* _DIRECTIONS_
Report each line below that contains the string "clicks" by copying that line in full.

* _SOURCE INFORMATION_
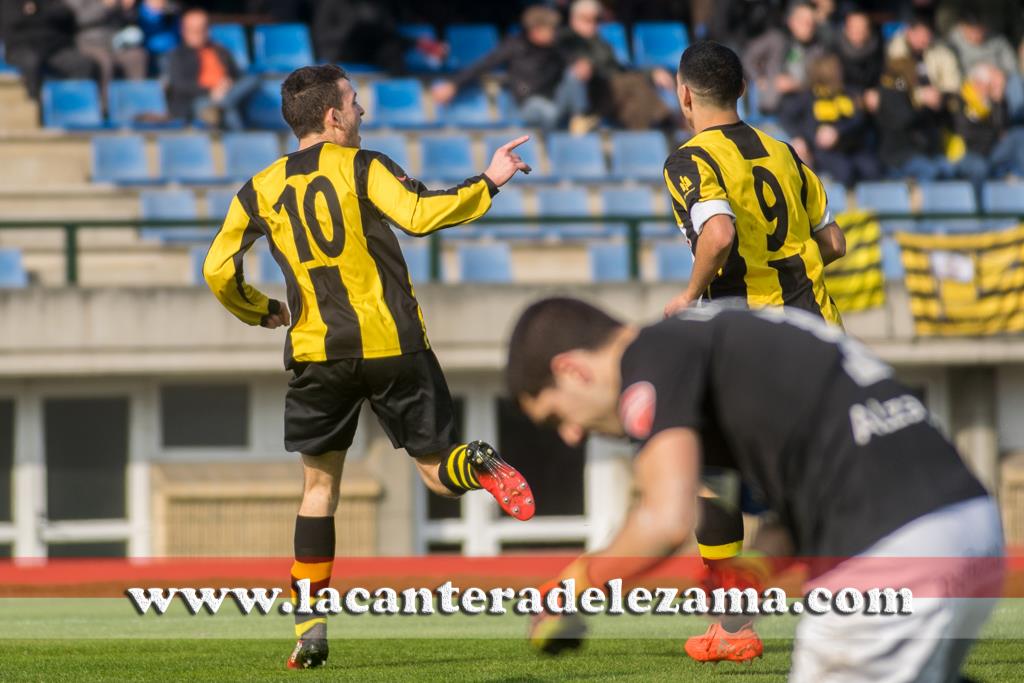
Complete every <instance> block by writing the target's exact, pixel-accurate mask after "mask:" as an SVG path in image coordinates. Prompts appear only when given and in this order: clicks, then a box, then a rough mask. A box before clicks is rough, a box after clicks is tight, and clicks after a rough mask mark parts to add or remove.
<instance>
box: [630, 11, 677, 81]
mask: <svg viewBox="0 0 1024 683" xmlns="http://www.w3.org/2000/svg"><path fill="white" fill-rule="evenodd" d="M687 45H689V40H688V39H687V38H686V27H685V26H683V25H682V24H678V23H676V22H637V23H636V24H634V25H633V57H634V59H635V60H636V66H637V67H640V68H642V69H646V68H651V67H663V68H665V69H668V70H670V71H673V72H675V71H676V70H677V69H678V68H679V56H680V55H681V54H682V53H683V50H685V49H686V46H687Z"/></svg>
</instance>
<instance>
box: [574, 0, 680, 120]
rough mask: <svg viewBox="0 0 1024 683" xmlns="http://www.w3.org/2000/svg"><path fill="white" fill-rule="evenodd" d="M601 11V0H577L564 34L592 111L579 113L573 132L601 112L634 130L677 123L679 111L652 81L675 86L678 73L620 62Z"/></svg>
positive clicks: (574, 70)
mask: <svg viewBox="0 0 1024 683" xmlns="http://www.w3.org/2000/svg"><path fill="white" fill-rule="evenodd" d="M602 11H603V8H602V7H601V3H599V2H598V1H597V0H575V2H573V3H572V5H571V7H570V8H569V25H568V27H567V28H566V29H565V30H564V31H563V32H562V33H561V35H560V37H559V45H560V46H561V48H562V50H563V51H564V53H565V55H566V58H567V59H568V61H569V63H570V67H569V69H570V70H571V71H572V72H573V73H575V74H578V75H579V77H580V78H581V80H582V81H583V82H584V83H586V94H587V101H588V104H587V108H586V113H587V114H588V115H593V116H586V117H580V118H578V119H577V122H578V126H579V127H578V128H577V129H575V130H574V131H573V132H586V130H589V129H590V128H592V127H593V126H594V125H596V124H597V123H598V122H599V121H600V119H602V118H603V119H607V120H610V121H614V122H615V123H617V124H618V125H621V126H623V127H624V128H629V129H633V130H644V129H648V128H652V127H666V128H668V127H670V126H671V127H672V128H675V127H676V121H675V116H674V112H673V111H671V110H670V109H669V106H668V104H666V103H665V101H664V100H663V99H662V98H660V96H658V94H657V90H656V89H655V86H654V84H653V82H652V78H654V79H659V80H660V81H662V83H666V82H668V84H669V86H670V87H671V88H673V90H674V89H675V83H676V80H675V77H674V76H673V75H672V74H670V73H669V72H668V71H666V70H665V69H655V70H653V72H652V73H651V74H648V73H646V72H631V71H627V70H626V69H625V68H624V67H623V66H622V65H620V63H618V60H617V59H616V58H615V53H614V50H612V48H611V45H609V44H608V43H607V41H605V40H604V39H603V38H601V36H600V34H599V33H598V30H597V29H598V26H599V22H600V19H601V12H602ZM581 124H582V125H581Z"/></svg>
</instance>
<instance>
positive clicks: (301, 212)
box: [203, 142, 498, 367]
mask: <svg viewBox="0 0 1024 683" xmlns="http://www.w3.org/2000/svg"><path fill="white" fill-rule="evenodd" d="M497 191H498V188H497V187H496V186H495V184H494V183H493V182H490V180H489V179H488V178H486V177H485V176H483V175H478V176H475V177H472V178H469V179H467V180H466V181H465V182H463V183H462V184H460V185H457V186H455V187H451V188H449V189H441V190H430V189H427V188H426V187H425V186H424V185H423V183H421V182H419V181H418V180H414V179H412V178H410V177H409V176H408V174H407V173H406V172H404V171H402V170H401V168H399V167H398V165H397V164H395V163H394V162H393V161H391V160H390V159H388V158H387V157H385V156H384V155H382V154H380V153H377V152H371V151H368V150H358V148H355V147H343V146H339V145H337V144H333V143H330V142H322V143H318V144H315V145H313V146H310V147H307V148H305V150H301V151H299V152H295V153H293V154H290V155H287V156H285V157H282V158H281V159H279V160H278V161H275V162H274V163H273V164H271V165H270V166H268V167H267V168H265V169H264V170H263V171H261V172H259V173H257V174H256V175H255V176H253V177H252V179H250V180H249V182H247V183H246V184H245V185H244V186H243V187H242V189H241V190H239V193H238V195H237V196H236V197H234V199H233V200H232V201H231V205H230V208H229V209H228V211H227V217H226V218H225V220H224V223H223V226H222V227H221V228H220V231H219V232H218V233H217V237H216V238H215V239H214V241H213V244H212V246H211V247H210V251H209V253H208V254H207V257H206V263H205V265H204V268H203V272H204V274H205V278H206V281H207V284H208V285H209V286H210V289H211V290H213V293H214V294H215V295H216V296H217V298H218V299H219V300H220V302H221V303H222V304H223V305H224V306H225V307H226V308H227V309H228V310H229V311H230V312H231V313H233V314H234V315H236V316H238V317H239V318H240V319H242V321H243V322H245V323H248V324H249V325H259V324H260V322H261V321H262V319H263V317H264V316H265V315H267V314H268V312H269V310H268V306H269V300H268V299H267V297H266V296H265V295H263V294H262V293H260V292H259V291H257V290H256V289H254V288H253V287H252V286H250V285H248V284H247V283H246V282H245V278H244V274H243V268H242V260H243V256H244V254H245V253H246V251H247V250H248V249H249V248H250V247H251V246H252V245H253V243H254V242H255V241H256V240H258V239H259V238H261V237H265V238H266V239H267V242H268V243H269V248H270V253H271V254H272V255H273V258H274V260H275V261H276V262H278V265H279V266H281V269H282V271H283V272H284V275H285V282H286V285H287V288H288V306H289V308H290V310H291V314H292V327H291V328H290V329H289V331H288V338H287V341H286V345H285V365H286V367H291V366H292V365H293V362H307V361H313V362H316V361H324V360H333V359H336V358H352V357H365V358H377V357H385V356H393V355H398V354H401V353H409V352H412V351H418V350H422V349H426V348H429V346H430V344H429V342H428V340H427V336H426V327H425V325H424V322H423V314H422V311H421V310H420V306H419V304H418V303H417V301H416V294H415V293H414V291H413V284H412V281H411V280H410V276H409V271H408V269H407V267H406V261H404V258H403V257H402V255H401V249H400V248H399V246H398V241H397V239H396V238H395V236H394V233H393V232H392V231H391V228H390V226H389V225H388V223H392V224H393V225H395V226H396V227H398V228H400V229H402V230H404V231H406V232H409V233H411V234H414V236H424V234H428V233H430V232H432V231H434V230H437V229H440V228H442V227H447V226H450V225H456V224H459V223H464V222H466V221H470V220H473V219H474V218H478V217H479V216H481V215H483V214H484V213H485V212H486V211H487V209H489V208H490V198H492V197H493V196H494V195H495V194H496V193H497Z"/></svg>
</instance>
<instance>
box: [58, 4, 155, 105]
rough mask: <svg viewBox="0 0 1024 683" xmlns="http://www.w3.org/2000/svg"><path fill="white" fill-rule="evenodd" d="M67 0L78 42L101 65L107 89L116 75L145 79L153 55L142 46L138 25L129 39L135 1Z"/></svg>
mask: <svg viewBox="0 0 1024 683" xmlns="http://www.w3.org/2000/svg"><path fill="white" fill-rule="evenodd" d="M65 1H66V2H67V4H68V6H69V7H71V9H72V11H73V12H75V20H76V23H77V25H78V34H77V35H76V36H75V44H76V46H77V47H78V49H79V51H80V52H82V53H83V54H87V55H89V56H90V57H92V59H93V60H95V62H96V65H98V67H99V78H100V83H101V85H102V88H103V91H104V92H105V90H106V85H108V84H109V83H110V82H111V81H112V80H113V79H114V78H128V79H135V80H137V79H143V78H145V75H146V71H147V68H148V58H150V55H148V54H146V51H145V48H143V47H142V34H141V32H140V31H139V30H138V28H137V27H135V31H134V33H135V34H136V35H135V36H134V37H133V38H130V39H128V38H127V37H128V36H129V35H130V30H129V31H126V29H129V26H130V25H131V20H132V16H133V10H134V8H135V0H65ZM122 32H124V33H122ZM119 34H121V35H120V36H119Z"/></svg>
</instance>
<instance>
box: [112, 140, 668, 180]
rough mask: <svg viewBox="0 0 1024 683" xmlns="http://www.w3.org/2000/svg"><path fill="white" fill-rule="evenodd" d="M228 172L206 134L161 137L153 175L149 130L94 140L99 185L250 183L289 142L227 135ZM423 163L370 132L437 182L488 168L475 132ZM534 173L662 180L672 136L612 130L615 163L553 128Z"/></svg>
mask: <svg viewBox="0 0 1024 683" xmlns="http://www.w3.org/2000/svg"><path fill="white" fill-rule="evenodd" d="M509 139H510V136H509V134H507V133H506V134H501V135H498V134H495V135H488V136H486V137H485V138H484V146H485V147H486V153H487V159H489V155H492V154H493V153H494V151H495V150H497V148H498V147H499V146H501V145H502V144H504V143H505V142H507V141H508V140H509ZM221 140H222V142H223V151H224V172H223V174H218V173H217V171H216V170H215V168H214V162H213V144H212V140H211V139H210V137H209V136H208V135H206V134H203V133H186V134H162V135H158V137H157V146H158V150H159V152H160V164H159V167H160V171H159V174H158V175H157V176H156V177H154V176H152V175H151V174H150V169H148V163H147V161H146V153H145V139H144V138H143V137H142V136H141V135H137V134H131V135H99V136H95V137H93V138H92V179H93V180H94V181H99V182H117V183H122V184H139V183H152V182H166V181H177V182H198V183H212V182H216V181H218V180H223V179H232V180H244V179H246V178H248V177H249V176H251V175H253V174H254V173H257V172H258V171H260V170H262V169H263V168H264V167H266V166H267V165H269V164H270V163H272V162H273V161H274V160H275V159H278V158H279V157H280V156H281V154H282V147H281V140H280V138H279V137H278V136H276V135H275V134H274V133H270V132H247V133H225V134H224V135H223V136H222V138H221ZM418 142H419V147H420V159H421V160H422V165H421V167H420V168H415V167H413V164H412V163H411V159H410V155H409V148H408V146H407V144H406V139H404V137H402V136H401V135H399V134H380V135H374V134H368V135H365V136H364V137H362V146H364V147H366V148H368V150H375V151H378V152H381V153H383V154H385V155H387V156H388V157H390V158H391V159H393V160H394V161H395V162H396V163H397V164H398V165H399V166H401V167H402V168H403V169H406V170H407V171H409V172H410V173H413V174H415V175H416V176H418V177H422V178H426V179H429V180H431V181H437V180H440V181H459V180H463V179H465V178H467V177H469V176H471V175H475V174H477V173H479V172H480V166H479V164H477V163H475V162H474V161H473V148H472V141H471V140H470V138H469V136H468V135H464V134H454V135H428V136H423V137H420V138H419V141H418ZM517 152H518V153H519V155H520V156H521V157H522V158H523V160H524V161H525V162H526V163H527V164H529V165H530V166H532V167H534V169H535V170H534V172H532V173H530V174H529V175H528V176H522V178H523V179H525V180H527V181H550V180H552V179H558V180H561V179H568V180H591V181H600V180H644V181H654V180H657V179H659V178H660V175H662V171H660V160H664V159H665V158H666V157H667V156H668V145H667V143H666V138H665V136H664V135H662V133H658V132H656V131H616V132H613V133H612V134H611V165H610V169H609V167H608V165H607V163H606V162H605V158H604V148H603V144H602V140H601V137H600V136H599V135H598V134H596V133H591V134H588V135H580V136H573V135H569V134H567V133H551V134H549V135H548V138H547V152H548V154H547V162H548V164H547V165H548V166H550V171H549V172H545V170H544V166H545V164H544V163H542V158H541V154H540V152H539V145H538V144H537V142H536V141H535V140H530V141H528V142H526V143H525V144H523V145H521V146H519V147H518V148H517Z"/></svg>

* _TASK SOLUTION_
Complete every <instance> block by writing the target's exact, pixel-accurate mask after "mask:" as an SVG path in image coordinates. Prompts appear only when given and in this order: clicks, then a box, then a rough mask. A box before clicks is rough, a box after clicks is tight, and clicks after a rough mask mark parts to add or remove.
positive clicks: (574, 70)
positive clicks: (301, 212)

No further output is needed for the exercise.